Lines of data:
---*---

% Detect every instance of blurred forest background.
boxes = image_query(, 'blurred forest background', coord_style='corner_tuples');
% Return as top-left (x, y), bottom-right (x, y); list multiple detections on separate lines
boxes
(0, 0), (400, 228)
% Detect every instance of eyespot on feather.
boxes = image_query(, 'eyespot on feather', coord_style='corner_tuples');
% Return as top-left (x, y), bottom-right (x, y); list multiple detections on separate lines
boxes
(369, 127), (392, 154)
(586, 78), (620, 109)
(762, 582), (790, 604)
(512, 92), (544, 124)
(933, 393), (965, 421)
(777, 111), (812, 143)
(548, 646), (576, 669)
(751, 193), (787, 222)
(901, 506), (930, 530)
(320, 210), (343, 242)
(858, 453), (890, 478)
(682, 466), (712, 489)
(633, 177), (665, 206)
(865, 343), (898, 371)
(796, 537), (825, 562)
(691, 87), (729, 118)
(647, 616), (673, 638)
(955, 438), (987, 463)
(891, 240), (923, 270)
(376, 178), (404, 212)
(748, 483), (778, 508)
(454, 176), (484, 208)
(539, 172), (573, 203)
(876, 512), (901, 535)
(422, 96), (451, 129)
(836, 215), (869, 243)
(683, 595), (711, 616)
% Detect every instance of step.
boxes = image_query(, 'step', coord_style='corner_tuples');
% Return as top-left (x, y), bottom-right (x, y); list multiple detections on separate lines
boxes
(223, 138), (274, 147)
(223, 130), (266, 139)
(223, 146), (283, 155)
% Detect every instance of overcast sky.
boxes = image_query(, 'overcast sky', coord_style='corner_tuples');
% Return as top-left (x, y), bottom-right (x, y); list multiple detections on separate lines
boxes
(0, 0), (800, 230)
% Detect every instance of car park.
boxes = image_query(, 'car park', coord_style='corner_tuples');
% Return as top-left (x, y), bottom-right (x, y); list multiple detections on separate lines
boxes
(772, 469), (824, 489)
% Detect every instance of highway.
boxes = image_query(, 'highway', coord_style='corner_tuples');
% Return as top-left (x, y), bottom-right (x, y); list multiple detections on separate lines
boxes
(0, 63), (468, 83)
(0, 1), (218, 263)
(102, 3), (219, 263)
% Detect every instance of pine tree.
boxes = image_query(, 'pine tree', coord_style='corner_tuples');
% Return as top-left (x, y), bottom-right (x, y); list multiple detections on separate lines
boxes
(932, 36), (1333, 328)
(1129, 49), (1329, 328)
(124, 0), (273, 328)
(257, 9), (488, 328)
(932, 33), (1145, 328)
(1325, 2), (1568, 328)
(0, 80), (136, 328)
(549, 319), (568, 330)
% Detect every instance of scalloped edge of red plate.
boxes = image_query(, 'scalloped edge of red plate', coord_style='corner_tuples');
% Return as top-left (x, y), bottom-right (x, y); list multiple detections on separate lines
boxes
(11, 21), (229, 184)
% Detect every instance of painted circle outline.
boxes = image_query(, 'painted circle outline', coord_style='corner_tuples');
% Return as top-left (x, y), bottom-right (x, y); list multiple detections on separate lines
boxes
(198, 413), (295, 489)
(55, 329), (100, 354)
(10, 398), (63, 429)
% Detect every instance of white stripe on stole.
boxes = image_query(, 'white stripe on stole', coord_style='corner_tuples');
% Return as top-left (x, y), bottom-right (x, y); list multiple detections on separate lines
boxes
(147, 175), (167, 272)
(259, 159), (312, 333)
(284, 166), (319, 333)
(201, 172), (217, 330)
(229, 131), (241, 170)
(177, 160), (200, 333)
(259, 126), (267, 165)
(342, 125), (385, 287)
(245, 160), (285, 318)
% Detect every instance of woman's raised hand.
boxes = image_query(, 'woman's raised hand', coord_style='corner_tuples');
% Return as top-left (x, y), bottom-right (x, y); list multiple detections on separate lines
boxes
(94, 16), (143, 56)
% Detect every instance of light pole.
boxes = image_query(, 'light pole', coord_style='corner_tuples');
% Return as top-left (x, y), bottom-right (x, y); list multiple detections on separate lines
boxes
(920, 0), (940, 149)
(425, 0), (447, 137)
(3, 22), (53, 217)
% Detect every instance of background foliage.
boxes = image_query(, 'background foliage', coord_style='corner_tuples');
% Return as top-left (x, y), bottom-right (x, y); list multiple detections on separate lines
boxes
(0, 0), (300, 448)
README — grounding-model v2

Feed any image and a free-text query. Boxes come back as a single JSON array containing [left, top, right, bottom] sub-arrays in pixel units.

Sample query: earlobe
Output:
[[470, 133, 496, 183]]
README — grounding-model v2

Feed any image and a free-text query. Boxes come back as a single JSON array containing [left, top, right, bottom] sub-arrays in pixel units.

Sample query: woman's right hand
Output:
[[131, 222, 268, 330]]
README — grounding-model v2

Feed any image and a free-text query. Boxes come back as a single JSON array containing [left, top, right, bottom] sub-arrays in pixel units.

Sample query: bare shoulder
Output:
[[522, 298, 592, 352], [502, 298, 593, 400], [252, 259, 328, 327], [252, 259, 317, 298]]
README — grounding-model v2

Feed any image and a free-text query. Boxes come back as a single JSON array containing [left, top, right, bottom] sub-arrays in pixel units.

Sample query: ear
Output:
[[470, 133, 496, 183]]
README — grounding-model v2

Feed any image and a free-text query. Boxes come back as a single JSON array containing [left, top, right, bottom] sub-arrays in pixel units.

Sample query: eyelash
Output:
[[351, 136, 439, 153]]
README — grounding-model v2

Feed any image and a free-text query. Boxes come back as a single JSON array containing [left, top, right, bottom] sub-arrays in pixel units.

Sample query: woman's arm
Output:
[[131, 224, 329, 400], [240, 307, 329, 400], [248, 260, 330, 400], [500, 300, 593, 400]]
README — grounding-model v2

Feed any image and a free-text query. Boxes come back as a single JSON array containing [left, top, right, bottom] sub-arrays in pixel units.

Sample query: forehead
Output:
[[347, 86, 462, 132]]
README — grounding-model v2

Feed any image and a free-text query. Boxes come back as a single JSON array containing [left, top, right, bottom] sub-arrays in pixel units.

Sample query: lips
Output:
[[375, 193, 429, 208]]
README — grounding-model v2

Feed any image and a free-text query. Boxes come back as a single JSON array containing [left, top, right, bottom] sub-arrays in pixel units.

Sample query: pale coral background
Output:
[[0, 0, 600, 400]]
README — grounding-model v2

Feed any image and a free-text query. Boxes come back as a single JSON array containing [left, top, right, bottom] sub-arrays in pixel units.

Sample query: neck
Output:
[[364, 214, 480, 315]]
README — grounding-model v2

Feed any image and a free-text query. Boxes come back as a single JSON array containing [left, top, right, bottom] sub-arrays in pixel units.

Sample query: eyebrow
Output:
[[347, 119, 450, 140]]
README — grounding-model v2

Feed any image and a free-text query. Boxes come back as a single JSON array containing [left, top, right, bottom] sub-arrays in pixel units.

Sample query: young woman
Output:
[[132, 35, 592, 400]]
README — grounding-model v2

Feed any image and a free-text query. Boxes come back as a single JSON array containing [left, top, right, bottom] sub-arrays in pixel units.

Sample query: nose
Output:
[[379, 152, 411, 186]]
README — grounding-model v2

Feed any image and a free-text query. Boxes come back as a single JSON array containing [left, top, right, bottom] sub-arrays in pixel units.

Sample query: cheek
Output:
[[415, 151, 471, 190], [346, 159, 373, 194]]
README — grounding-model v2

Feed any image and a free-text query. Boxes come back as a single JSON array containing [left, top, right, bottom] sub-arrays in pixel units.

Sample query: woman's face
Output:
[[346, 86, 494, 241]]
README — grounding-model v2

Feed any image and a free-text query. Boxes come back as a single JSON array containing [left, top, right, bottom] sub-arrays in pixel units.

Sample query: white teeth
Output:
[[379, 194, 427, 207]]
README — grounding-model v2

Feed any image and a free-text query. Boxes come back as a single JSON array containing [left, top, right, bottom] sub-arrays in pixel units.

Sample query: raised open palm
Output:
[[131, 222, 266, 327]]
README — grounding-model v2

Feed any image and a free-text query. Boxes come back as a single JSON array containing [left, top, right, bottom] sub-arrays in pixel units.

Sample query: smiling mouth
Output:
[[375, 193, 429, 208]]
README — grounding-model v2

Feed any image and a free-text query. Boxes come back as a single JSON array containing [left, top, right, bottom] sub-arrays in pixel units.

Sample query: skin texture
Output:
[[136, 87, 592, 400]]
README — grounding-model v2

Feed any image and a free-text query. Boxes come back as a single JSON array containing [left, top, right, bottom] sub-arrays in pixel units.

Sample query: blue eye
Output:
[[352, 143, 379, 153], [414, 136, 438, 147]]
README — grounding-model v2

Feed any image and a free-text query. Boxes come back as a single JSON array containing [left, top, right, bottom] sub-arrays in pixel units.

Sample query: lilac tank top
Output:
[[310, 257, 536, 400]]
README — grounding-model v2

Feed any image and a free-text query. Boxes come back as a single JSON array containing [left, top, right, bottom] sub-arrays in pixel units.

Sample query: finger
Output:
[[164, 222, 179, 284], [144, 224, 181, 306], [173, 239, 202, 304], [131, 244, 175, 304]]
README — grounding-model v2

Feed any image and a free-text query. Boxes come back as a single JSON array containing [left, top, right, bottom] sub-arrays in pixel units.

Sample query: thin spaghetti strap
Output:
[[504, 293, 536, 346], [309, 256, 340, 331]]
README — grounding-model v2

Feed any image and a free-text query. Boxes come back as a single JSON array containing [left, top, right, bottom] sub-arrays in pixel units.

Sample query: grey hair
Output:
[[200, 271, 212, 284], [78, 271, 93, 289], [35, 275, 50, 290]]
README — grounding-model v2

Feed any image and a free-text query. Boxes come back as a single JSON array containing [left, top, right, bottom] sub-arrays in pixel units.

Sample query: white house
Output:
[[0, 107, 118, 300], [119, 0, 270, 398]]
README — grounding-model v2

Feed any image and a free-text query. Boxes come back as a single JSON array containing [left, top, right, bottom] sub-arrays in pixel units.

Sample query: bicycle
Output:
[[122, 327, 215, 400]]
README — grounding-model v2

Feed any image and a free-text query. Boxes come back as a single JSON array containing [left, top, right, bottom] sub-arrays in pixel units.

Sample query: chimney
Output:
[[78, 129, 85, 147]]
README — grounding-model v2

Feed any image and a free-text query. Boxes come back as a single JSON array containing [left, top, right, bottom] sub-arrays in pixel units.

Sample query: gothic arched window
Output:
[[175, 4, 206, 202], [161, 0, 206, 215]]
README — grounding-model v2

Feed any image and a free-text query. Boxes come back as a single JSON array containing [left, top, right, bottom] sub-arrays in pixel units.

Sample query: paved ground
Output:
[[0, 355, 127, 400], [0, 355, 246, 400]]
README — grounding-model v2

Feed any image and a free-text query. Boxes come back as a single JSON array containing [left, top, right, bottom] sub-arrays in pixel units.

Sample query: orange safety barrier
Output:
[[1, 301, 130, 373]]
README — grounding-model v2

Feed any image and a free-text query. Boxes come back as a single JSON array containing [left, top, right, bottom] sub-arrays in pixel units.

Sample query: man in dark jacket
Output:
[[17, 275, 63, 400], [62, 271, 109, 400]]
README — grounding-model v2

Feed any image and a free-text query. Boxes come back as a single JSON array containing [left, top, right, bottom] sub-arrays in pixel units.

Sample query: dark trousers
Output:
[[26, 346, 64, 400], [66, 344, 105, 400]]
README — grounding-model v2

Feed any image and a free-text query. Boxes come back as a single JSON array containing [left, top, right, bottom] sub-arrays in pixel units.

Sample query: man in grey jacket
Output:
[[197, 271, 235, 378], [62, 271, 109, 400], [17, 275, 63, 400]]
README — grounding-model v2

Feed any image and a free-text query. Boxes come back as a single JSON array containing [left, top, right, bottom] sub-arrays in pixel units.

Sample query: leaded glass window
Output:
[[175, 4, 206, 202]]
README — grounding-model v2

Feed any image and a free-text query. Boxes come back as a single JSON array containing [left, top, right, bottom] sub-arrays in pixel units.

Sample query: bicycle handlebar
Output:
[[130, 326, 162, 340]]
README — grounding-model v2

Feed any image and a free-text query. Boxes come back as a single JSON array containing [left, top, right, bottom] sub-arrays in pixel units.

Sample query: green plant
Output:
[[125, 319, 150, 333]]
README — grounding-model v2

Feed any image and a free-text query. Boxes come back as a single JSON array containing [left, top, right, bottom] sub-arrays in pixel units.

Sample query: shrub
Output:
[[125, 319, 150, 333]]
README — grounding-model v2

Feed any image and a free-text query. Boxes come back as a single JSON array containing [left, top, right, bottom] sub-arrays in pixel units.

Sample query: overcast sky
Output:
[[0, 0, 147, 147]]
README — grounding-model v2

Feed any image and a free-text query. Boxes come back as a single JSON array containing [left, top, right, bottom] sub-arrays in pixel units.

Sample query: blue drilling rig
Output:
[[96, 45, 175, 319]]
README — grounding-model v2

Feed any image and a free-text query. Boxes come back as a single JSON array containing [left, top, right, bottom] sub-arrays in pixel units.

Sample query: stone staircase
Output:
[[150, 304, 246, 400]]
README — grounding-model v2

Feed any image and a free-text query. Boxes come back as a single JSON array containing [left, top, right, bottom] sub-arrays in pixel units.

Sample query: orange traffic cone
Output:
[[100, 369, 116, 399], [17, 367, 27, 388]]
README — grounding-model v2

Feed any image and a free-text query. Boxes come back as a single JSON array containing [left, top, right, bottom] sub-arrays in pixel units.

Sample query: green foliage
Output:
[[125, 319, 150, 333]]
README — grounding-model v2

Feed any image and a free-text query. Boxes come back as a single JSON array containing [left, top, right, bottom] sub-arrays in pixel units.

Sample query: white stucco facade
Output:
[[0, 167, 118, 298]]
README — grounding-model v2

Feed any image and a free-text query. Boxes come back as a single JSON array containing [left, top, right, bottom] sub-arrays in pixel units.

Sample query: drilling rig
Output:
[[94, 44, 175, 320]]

---*---

__GIVEN EXERCISE__. Please copy the material from its first line up to and including the line with "(0, 0), (800, 230)", multiplying every coordinate by 2.1 and rounding to the nearest whole number, with halves rounded up. Keep all other text unchanged.

__SOLUTION TO THE EXERCISE__.
% Detect every instance of blurred forest background.
boxes = image_query(, 'blurred forest background', coord_style='corner_tuples');
% Return as top-left (x, y), bottom-right (x, y); list multiple detections on separate lines
boxes
(0, 0), (840, 479)
% Detect every instance of eyespot on feather.
boxes = image_query(, 'eyespot on feather', coord_style='corner_tuples');
% Return as top-left (x, y), bottom-right (x, y); list multiple detections on separate lines
boxes
(775, 267), (823, 323)
(1231, 164), (1302, 229)
(1600, 1222), (1659, 1268)
(1075, 193), (1142, 260)
(1959, 825), (2027, 884)
(1632, 233), (1705, 300)
(1151, 1357), (1210, 1405)
(1577, 405), (1653, 466)
(1892, 1063), (1953, 1113)
(672, 441), (720, 508)
(1802, 951), (1869, 1004)
(1432, 979), (1495, 1027)
(1329, 372), (1397, 433)
(1817, 720), (1886, 779)
(1672, 1128), (1733, 1180)
(1451, 183), (1531, 248)
(1359, 1294), (1413, 1340)
(2006, 920), (2073, 972)
(1871, 504), (1938, 567)
(790, 374), (848, 445)
(1571, 1014), (1634, 1067)
(953, 370), (1016, 437)
(1132, 361), (1203, 426)
(1840, 1075), (1892, 1124)
(886, 202), (947, 271)
(1756, 452), (1825, 510)
(1434, 1250), (1493, 1294)
% Detect every instance of step.
boxes = image_query(, 'step', coord_style='corner_tuples');
% Return as top-left (x, y), bottom-right (x, y); list multiple detections on separate lines
boxes
(468, 290), (575, 309)
(468, 273), (559, 292)
(468, 307), (594, 326)
% Detect every instance of overcast sky.
boxes = image_query(, 'overcast sky', coord_style='corner_tuples');
% Return as top-left (x, y), bottom-right (x, y); list multiple detections on separate lines
boxes
(0, 0), (1680, 483)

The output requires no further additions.